* _Written instruction_:
Collect every line in the records below that contains the word "advertising" and copy each one in full.

* _Dataset records_:
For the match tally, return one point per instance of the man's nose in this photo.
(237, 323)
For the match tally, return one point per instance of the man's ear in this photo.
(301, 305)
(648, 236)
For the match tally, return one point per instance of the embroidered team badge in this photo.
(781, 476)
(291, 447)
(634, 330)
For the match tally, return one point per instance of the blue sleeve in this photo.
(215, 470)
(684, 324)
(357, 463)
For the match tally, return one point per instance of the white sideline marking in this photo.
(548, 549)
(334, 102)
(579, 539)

--

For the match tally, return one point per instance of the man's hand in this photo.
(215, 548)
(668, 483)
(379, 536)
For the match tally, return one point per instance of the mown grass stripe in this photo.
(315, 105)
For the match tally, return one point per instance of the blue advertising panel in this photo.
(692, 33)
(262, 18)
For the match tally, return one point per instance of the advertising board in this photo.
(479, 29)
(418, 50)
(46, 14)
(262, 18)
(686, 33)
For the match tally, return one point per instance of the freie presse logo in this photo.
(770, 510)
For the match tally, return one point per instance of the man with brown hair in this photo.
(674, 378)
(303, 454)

* _Answer for this exercise_:
For the match tally, return one point per instance of the blue advertising panel in this photo.
For the match tally, return one point per instance of the advertising board in this photo.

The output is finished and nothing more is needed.